▸ **TASK PROMPT**
Each entry should be duplicated exactly, with no line missing.

━━━━━━

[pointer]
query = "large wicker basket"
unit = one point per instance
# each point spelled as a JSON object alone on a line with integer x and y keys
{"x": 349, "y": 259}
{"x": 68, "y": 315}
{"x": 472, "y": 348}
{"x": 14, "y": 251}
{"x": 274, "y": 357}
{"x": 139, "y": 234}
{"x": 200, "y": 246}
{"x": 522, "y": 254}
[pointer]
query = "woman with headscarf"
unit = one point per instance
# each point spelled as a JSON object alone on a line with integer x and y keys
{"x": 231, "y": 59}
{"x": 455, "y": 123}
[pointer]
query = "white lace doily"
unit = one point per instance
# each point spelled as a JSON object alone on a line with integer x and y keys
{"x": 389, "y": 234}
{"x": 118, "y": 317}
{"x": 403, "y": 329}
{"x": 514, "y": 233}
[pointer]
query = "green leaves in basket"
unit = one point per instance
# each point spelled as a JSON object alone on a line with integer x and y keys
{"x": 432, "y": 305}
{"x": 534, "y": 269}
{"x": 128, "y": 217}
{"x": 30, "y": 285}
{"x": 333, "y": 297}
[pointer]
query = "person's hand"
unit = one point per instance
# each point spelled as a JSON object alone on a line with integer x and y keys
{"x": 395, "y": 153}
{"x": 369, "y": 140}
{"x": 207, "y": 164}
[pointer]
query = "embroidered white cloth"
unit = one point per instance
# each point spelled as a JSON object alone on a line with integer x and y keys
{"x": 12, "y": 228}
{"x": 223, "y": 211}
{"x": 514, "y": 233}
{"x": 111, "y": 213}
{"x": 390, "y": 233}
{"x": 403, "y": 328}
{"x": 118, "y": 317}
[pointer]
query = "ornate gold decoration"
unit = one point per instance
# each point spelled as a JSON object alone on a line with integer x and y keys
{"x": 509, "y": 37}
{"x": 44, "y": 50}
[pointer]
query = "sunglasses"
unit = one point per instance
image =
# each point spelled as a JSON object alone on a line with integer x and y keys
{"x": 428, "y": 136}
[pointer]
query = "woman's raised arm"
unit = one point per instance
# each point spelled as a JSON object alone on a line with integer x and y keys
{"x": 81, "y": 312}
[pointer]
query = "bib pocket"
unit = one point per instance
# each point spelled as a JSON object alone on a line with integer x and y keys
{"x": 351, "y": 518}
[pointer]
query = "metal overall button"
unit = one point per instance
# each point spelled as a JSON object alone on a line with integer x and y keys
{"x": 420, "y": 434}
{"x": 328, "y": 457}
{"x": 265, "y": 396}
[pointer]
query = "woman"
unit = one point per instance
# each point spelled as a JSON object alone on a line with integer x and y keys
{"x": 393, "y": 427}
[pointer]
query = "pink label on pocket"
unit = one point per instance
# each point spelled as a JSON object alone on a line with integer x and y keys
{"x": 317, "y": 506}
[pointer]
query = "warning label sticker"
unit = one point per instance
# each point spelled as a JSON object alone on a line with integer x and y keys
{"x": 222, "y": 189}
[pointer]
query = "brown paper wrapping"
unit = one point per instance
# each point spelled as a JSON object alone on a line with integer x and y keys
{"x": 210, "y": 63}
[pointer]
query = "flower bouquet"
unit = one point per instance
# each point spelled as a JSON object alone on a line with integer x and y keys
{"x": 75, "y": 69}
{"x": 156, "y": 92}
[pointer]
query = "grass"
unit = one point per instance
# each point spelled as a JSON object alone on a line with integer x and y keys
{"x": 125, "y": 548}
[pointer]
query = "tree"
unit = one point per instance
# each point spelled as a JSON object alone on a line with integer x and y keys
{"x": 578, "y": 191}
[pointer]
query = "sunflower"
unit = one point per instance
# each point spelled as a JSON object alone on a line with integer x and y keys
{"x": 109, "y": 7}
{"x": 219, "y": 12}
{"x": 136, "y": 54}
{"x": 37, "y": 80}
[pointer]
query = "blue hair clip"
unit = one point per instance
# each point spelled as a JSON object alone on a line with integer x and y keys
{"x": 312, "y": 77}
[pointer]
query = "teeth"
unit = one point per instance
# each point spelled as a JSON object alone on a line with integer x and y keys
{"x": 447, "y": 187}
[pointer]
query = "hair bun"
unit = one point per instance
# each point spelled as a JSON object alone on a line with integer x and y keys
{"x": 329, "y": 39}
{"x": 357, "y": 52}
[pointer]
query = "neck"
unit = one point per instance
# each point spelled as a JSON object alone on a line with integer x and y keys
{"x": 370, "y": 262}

━━━━━━

▸ **TASK RESULT**
[pointer]
query = "large wicker basket"
unit = one point per instance
# each point spelled as a JSON object alone on a line with integer x and y keys
{"x": 349, "y": 259}
{"x": 68, "y": 315}
{"x": 472, "y": 348}
{"x": 14, "y": 251}
{"x": 274, "y": 357}
{"x": 139, "y": 234}
{"x": 200, "y": 246}
{"x": 522, "y": 254}
[pointer]
query = "woman with headscarf"
unit = one point per instance
# each point spelled as a JSON object alone on a line with integer x and y keys
{"x": 231, "y": 59}
{"x": 455, "y": 123}
[pointer]
query = "white lace doily"
unit = one point per instance
# each point spelled as a JSON object alone on a line with integer x and y keys
{"x": 389, "y": 234}
{"x": 118, "y": 317}
{"x": 403, "y": 329}
{"x": 514, "y": 233}
[pointer]
query = "green leaves in basket"
unit = one point per instance
# each point spelled as a JSON object alone on a line with integer x and y keys
{"x": 432, "y": 305}
{"x": 534, "y": 269}
{"x": 128, "y": 217}
{"x": 30, "y": 285}
{"x": 333, "y": 297}
[pointer]
query = "person's hand"
unit = one point per instance
# each point spelled as a JSON object alone on a line with integer x and y keys
{"x": 395, "y": 153}
{"x": 369, "y": 140}
{"x": 207, "y": 164}
[pointer]
query = "embroidered white cloth"
unit = one point per instance
# each point spelled as a JSON object alone on a line with integer x and y keys
{"x": 12, "y": 228}
{"x": 223, "y": 211}
{"x": 514, "y": 233}
{"x": 111, "y": 213}
{"x": 390, "y": 233}
{"x": 403, "y": 328}
{"x": 118, "y": 317}
[pointer]
query = "ornate gold decoration"
unit = one point per instance
# each point spelled as a JSON object alone on a line with integer x and y keys
{"x": 509, "y": 37}
{"x": 44, "y": 50}
[pointer]
query = "sunglasses"
unit = one point per instance
image =
# each point spelled as a JSON object alone on a line with integer x and y keys
{"x": 428, "y": 136}
[pointer]
query = "woman's raised arm"
unit = one point per instance
# each point spelled as a JSON object alone on a line with integer x and y keys
{"x": 81, "y": 312}
[pointer]
query = "bib pocket"
unit = one point per instance
# each point spelled as a JSON object alone on a line with integer x and y keys
{"x": 351, "y": 518}
[pointer]
query = "metal overall button"
unit = one point per instance
# each point spelled as a JSON object alone on a line with integer x and y keys
{"x": 420, "y": 434}
{"x": 328, "y": 457}
{"x": 265, "y": 396}
[pointer]
query = "woman"
unit = one point per instance
# each point spelled as a JSON object alone on a line with integer x and y keys
{"x": 393, "y": 427}
[pointer]
query = "pink label on pocket"
unit = one point per instance
# each point spelled as a JSON object alone on a line with integer x and y keys
{"x": 317, "y": 506}
[pointer]
query = "warning label sticker"
unit = one point per instance
# each point spelled as a JSON object alone on a line with integer x and y keys
{"x": 222, "y": 189}
[pointer]
query = "brown paper wrapping"
unit = one point per instance
# each point spelled as a JSON object alone on a line with integer x and y keys
{"x": 210, "y": 63}
[pointer]
query = "flower bouquet"
unit = one point per instance
# each point spelled as a JSON object alone on a line with integer x and y keys
{"x": 75, "y": 69}
{"x": 156, "y": 92}
[pointer]
query = "grass"
unit = one point per instance
# each point spelled as a JSON object alone on a line with integer x and y keys
{"x": 125, "y": 548}
[pointer]
query = "tree"
unit = one point per instance
# each point spelled as a JSON object alone on a line with integer x and y keys
{"x": 578, "y": 191}
[pointer]
query = "sunflower"
unit = one point per instance
# each point spelled as a JSON object alone on a line with integer x and y keys
{"x": 109, "y": 7}
{"x": 219, "y": 12}
{"x": 136, "y": 54}
{"x": 37, "y": 80}
[pointer]
query = "blue hair clip"
unit = one point per instance
# each point spelled as a JSON object alone on a line with integer x and y keys
{"x": 312, "y": 77}
[pointer]
query = "teeth"
unit = one point per instance
# each point spelled as a JSON object alone on a line with integer x and y keys
{"x": 447, "y": 187}
[pointer]
query = "hair bun"
unit = one point per instance
# each point spelled as a JSON object alone on a line with integer x and y keys
{"x": 329, "y": 39}
{"x": 357, "y": 52}
[pointer]
query = "neck"
unit = one point per instance
# each point spelled as a JSON object alone on a line with integer x and y keys
{"x": 370, "y": 262}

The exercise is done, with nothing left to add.